Edit the entries below by replacing every "white cloud" with "puffy cloud". Leave everything else unchanged.

Point-based annotation data
◆ ◆ ◆ ◆ ◆ ◆ ◆
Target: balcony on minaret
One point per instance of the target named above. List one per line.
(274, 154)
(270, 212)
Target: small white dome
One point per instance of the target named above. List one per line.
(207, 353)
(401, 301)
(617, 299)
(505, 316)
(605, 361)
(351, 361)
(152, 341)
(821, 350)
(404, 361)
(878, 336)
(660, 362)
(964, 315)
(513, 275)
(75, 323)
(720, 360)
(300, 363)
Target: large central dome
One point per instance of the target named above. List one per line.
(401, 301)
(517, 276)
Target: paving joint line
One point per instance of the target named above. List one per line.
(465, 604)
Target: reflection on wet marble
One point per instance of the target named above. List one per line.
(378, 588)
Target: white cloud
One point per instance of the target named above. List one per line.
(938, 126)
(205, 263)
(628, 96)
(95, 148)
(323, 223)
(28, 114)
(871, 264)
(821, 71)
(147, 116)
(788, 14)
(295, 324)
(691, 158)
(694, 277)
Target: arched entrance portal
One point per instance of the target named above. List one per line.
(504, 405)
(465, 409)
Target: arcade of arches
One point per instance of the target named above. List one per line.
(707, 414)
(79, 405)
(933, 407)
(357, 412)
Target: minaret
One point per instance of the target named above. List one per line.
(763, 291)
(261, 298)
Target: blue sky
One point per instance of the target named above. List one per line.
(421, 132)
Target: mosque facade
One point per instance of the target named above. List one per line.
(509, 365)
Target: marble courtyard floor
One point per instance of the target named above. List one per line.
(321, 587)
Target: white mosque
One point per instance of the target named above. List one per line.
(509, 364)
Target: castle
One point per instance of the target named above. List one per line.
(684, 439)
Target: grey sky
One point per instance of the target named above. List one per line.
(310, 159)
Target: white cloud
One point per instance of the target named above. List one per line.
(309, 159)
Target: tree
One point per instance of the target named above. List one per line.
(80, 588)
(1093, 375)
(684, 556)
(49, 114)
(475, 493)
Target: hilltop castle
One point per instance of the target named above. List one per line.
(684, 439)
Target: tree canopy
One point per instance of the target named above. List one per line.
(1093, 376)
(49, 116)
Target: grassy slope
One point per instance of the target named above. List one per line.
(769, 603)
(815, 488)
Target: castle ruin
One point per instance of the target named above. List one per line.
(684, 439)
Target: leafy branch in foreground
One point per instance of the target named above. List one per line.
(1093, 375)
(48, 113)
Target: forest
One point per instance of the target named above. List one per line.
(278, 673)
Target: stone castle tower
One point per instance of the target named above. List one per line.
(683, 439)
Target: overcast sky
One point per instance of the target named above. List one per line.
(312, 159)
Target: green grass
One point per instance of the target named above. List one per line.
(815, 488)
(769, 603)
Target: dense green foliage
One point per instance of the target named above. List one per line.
◆ ◆ ◆ ◆ ◆ ◆ ◆
• **Result**
Target: balcony on minaret
One point per instance of the target named above. List one per line.
(274, 154)
(270, 212)
Target: small white dome
One point per instance of the target named above. List one per line.
(207, 353)
(401, 301)
(617, 299)
(505, 316)
(605, 361)
(351, 361)
(152, 341)
(821, 350)
(404, 361)
(878, 336)
(660, 362)
(964, 315)
(513, 275)
(75, 323)
(720, 360)
(300, 363)
Target: large central dome
One point per instance of the target named above. List one per line.
(401, 301)
(517, 276)
Target: paving joint line
One point per instance of the target named above. List one per line.
(465, 604)
Target: reflection on wet marble
One point per instance of the target named above. List one per line.
(378, 588)
Target: puffy cloud
One point per instance of the target named above. List one per line.
(938, 126)
(205, 263)
(628, 96)
(95, 148)
(323, 223)
(28, 114)
(871, 264)
(821, 71)
(147, 116)
(788, 14)
(295, 324)
(691, 158)
(694, 277)
Target: arched entrance portal
One point per instance of the target named above. List one per line.
(504, 405)
(465, 409)
Target: arcade of arches
One point per instance of the target named above. List one per line.
(707, 414)
(79, 405)
(933, 407)
(357, 412)
Target: minaret
One point per instance of the target named above. List one per line.
(763, 291)
(261, 298)
Target: blue sky
One point per instance of the target named above. List one per line.
(421, 132)
Target: mosque facade
One point per instance of the target named above. List one per line.
(509, 365)
Target: marble courtyard floor
One point per instance of the target named above. List one per line.
(321, 587)
Target: white mosque
One point per instance of the target named above. List one per line.
(509, 364)
Target: castle
One point per instance of the target named above. List one per line.
(684, 439)
Target: grey sky
One point per instance of the target named above. List one per line.
(310, 159)
Target: puffy cloud
One point per instance of the target named above. List one per line.
(309, 159)
Target: tree
One point per instance of the target named above. List one per line.
(80, 588)
(1093, 375)
(684, 556)
(49, 114)
(475, 493)
Target: hilltop castle
One point per instance of the target named above. List one per line.
(684, 439)
Target: tree canopy
One point per instance of the target named above. List one per line.
(1093, 376)
(49, 116)
Target: grassy slope
One point per instance of the target named above. List one per line.
(769, 603)
(815, 488)
Target: castle ruin
One point per instance of the target named above. List one per line.
(684, 439)
Target: leafy branch in foreground
One point per instance of the target named above. List one per line.
(1093, 375)
(48, 113)
Target: forest
One point per instance of the target named above. List one per line.
(278, 673)
Target: stone castle tower
One point per instance of the target named above. List one per line.
(683, 439)
Target: overcast sky
One point per instance of the target named above. List one per line.
(312, 159)
Target: green grass
One point per instance of the target named above. List one per line.
(815, 488)
(769, 603)
Target: dense green foliage
One point per instance of the target named above. List one per line.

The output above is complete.